Directions for this task. Copy each line below that has "collar".

Provided data.
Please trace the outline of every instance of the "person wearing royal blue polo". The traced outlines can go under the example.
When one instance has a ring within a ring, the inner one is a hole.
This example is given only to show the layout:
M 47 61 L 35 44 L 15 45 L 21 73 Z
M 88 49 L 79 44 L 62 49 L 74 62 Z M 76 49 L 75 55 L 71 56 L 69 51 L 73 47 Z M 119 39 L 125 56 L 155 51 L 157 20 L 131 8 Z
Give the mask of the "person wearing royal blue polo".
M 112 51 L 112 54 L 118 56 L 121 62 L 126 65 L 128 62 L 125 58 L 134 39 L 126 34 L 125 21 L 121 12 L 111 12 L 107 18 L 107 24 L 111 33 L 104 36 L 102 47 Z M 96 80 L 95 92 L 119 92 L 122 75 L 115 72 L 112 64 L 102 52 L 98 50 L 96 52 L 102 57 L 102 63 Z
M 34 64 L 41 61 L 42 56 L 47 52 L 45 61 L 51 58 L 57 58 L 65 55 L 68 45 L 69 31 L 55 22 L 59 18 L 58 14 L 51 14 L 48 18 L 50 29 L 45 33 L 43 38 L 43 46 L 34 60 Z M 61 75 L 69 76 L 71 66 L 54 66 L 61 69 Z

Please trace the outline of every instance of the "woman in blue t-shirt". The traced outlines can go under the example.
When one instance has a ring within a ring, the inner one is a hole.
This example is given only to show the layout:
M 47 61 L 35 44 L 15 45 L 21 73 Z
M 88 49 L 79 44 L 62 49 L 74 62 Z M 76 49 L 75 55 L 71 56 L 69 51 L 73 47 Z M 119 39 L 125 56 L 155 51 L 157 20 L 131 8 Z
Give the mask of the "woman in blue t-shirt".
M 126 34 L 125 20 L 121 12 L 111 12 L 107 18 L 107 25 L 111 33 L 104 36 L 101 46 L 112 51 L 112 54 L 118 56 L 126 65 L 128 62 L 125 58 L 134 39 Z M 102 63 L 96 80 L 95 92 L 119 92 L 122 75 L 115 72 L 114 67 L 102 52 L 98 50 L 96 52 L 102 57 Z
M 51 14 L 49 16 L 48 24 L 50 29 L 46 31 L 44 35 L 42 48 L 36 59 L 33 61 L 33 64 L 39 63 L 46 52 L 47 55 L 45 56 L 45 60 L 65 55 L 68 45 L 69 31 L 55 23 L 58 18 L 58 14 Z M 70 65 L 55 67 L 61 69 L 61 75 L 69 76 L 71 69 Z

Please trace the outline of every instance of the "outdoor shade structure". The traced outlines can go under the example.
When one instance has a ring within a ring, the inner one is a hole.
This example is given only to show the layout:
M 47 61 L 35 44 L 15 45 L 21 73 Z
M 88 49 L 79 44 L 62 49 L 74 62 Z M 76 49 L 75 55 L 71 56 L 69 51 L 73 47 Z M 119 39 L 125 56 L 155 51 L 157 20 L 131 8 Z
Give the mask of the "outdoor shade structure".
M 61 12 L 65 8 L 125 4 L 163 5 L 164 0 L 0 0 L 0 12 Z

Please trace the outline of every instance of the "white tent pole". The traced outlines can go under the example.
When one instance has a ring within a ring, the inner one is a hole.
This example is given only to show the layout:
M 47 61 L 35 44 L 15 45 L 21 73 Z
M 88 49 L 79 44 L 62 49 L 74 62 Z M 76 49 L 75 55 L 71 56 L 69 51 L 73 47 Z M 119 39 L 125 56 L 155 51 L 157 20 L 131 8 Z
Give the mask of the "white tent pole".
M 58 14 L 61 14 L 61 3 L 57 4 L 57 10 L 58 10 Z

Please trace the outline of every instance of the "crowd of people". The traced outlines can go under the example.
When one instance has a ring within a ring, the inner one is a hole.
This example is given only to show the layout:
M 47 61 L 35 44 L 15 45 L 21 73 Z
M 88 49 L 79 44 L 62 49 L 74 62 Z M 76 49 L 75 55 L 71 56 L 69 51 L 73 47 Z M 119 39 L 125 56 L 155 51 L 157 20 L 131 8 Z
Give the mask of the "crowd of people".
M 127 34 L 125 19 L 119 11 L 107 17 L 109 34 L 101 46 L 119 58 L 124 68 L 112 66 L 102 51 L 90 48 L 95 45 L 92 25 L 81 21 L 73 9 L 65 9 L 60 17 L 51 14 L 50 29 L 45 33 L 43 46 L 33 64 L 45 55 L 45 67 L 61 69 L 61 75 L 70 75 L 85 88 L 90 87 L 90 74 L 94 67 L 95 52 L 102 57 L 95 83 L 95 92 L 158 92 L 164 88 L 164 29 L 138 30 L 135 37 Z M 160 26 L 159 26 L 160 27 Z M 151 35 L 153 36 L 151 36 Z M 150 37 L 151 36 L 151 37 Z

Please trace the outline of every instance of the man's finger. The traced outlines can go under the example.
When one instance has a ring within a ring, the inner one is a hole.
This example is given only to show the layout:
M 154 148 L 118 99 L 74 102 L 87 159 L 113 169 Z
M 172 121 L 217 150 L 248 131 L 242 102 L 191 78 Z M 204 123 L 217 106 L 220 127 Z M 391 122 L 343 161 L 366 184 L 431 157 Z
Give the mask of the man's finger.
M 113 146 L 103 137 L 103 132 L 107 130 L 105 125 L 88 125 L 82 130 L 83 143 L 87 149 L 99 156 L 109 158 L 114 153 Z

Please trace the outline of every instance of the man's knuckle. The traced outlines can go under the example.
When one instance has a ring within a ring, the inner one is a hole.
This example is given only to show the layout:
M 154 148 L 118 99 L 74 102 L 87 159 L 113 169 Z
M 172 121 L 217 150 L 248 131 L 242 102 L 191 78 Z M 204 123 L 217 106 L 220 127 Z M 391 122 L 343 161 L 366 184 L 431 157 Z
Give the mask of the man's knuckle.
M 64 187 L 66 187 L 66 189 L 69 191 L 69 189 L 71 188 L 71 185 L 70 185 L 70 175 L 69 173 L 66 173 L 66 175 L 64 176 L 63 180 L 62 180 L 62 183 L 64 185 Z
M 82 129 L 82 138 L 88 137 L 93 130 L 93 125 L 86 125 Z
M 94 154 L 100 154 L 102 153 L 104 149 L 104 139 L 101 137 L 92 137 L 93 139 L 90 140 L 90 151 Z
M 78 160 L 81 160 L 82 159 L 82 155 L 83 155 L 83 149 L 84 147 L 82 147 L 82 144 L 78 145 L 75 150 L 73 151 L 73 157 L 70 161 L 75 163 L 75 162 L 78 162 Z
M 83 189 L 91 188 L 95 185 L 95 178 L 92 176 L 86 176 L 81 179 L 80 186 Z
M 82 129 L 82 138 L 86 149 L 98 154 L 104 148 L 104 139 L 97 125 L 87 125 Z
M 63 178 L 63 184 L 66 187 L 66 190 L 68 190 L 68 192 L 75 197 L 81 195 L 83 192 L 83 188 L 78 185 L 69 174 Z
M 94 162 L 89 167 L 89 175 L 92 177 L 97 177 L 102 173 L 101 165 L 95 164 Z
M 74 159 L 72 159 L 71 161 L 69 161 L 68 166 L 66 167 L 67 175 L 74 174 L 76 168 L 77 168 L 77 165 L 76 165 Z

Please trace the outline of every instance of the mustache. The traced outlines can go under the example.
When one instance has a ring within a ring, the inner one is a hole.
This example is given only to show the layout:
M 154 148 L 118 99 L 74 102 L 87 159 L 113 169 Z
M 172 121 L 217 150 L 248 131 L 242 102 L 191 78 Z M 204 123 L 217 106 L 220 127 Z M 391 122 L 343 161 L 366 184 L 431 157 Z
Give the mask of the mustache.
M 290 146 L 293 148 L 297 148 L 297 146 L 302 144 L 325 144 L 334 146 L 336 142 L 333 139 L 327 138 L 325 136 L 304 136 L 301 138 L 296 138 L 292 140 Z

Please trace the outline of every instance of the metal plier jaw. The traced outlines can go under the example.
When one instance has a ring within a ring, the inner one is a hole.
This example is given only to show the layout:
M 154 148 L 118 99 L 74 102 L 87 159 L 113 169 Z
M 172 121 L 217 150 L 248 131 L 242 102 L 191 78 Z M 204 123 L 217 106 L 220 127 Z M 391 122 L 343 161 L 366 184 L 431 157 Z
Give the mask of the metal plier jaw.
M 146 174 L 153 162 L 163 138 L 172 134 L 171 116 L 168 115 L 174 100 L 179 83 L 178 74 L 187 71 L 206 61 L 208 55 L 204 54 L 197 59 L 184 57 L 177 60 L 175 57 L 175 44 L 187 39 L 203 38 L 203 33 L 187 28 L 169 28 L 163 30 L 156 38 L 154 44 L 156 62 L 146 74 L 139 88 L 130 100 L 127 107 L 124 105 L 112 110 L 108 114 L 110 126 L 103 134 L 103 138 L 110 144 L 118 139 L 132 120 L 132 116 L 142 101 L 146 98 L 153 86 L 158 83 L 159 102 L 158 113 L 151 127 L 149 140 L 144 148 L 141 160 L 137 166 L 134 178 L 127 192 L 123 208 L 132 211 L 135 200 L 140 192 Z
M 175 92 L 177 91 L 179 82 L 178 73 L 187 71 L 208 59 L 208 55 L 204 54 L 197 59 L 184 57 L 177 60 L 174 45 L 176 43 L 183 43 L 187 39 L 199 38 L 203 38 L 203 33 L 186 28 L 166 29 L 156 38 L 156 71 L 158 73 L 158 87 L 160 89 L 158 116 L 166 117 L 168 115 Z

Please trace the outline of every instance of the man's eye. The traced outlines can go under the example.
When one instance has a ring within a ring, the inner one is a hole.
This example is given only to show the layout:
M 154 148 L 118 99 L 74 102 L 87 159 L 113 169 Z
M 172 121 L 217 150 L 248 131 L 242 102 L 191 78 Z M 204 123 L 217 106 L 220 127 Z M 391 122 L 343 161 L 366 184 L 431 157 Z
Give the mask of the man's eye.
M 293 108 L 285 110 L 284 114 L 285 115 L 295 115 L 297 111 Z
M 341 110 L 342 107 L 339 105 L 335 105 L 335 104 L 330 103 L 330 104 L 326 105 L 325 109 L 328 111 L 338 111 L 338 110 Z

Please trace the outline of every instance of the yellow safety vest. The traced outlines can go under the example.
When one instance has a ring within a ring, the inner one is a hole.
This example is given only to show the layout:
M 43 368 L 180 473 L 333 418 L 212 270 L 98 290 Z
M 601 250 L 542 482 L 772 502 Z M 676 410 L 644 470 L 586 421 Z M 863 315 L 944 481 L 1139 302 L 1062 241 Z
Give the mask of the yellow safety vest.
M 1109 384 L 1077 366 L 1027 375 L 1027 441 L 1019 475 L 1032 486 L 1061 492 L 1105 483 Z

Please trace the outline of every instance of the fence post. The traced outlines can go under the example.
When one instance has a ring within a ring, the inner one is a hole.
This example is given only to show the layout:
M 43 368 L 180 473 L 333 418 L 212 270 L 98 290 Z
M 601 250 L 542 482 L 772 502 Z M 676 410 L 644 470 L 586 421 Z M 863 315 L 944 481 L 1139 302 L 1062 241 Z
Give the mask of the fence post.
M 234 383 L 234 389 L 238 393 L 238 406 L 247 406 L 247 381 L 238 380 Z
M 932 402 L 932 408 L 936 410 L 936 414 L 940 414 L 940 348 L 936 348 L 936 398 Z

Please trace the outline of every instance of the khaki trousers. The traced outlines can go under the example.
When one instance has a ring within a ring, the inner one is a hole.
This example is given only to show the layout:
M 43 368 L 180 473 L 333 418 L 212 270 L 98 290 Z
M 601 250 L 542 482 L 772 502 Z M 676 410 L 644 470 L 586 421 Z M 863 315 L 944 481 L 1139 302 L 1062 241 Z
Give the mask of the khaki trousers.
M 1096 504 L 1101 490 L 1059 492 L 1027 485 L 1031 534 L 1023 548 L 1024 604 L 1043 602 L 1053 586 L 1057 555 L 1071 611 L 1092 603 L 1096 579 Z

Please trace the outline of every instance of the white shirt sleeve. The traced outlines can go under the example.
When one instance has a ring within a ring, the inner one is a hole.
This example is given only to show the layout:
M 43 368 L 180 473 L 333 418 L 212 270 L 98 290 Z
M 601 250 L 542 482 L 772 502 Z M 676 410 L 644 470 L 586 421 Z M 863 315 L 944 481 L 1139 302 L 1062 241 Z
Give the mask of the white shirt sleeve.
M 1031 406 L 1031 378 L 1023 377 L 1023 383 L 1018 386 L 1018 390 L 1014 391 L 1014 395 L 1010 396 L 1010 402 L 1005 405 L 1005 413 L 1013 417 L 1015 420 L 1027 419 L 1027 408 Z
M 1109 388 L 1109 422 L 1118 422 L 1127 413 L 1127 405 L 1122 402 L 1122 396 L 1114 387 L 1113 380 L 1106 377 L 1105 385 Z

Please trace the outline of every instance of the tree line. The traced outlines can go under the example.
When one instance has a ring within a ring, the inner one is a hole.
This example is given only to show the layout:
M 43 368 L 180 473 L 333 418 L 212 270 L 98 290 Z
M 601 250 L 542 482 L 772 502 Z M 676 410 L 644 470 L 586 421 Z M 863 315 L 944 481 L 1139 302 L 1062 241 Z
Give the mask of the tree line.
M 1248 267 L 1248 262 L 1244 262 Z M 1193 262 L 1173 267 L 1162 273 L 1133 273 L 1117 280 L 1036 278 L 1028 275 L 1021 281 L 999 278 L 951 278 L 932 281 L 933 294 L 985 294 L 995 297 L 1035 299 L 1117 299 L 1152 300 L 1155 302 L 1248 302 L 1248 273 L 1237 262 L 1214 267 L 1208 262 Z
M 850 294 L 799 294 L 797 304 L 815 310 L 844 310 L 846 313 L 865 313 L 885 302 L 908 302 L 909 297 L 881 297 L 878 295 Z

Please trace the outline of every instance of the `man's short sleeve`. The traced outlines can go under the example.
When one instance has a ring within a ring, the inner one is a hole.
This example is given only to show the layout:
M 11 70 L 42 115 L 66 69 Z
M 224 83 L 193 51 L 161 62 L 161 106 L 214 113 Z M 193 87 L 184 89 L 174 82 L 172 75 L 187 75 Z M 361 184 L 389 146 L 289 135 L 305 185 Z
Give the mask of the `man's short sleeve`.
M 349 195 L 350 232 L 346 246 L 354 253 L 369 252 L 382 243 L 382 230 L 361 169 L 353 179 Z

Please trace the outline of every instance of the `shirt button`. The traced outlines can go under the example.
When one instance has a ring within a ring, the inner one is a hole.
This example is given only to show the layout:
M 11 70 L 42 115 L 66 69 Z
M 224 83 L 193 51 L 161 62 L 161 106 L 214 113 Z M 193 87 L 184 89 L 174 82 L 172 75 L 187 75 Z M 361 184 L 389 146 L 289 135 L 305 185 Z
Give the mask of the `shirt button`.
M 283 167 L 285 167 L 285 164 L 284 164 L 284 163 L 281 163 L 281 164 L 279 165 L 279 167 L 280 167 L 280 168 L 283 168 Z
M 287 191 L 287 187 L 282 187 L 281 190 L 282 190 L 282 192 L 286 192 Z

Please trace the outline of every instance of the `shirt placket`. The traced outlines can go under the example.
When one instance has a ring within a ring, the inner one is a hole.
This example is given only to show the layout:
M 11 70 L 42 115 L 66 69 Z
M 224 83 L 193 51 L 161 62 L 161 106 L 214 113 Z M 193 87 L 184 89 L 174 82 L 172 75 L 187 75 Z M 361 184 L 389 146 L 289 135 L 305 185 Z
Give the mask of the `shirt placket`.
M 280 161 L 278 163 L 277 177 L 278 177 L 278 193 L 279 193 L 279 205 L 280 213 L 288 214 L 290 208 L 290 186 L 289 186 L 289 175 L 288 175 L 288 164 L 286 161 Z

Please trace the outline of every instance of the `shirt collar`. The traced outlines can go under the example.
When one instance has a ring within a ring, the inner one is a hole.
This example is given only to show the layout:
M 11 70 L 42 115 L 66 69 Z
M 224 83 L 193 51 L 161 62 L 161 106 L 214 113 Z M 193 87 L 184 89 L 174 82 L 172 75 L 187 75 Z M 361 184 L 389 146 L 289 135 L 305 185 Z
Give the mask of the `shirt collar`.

Written answer.
Please trace the outline of every instance of the `shirt collar`. The traced outlines can go under the example.
Give the mask of the `shirt collar`.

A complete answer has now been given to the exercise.